ABOUT THIS EXERCISE
Go through the records below and copy out every line that contains the word "bush".

DATA FOR THIS TASK
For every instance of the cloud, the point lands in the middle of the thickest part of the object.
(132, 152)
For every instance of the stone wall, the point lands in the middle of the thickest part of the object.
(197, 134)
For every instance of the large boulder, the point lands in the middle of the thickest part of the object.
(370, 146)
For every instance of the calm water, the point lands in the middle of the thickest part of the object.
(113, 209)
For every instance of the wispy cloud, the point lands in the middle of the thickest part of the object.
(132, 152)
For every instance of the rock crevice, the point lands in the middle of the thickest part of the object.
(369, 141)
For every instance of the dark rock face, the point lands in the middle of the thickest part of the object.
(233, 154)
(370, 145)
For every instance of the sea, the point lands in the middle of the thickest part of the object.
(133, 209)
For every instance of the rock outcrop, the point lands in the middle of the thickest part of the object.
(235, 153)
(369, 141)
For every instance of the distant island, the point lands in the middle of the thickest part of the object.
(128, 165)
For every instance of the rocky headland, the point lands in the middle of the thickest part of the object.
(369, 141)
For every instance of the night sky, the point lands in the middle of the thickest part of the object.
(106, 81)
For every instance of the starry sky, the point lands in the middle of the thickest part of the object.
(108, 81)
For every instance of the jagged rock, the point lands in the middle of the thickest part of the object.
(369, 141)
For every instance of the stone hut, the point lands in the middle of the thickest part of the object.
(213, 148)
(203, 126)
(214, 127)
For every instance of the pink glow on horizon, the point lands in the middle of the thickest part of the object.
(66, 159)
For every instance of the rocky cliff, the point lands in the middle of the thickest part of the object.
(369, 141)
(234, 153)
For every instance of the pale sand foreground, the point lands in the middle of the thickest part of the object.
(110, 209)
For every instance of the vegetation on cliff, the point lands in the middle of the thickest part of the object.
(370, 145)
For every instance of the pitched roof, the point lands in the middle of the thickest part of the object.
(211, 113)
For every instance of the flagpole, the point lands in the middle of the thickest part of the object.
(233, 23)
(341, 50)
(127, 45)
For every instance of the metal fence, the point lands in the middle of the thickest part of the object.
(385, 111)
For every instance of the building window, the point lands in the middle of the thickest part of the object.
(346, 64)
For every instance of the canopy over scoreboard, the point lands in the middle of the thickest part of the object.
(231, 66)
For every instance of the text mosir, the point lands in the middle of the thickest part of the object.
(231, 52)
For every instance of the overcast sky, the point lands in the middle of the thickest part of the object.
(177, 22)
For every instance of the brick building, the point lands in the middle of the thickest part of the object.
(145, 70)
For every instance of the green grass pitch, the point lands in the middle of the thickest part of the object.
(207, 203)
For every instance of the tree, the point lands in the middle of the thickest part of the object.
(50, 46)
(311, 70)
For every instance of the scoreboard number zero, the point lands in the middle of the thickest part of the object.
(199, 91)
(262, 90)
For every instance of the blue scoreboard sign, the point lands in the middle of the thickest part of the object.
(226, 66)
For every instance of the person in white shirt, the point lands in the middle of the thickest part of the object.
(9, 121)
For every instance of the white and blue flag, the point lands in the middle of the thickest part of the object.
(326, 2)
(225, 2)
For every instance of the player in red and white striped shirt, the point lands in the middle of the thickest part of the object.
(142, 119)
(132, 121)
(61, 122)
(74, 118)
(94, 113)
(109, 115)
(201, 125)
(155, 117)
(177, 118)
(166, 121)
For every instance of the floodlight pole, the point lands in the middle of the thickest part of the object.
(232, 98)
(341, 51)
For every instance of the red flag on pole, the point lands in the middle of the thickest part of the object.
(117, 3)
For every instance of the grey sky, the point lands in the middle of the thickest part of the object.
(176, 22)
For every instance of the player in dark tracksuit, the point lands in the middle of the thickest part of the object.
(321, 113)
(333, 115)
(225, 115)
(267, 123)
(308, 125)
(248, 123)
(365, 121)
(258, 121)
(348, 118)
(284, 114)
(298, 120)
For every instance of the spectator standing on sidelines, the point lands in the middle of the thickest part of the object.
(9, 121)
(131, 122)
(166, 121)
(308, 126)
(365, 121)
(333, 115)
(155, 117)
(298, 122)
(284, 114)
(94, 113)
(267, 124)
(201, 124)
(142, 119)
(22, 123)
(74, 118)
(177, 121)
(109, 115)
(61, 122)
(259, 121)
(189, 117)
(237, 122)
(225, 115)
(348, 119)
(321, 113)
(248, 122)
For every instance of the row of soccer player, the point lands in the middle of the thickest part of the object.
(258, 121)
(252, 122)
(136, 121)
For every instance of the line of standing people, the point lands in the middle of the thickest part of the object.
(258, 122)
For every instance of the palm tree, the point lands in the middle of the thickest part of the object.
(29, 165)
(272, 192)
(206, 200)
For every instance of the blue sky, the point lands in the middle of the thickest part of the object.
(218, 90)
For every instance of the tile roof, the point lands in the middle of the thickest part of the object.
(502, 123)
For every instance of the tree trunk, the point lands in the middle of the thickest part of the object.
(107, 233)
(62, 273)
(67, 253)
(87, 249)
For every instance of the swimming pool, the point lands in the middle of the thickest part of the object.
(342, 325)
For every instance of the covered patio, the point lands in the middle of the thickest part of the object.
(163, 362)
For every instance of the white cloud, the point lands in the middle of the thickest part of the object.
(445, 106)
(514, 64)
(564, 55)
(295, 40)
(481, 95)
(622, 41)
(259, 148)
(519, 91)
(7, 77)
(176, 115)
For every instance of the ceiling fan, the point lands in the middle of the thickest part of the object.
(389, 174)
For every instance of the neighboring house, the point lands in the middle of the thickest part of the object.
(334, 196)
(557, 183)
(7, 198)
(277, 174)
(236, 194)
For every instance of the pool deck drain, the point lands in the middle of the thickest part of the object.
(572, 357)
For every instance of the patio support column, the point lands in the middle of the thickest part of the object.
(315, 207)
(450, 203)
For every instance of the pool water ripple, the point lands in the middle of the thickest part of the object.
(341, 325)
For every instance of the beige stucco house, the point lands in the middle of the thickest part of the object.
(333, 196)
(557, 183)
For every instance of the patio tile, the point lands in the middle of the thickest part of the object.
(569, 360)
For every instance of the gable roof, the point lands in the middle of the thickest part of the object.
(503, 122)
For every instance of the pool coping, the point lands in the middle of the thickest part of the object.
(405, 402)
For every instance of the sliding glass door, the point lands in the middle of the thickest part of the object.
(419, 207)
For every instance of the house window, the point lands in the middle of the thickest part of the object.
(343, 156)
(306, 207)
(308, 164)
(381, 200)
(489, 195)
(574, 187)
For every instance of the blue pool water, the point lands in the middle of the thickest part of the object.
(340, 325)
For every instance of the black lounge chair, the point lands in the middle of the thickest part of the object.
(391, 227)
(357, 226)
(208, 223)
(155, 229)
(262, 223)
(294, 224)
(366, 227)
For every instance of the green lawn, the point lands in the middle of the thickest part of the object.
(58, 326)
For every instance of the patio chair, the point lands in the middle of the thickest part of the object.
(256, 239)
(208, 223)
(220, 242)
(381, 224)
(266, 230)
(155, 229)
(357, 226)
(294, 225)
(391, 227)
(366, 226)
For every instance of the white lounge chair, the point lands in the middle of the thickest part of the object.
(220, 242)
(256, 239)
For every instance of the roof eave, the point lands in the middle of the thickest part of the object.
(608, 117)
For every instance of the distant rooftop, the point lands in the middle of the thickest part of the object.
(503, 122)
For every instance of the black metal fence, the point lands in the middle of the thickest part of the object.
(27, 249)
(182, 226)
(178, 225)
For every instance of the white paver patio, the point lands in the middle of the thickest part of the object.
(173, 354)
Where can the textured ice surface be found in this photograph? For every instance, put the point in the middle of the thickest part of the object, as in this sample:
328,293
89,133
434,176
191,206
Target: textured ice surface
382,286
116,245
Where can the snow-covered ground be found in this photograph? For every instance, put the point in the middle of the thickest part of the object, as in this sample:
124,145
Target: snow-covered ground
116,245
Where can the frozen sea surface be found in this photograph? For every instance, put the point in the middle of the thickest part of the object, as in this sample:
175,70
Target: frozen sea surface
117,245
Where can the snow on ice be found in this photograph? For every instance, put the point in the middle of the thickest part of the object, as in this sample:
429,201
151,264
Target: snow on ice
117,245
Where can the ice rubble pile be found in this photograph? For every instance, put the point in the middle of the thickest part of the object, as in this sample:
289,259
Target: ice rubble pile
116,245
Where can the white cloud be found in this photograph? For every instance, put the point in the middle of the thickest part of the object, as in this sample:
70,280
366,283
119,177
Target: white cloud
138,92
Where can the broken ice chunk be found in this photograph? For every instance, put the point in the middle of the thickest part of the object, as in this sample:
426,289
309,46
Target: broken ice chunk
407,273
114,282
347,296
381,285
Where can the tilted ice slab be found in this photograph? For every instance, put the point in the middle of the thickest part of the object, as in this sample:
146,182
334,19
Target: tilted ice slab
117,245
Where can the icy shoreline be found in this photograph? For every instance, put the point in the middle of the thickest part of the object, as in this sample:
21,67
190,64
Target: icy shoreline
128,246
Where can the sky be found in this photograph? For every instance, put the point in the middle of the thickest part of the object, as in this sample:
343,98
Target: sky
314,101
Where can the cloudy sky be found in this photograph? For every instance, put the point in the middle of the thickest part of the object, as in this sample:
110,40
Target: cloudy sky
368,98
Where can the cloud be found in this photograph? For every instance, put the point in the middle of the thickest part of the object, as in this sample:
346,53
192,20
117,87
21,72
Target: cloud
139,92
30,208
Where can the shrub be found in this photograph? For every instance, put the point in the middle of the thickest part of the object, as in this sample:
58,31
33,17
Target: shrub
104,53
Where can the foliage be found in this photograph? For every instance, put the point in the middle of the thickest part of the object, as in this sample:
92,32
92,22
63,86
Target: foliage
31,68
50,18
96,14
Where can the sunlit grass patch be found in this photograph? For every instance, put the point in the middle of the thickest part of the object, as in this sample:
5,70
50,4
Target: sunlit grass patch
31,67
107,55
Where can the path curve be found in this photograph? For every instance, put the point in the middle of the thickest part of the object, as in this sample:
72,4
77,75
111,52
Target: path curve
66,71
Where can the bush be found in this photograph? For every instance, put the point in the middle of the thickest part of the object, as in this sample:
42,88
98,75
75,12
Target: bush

TASK RESULT
Where can the bush be found in this photograph? For every instance, put the point in the middle of the thickest part of the object, as in this sample:
Target: bush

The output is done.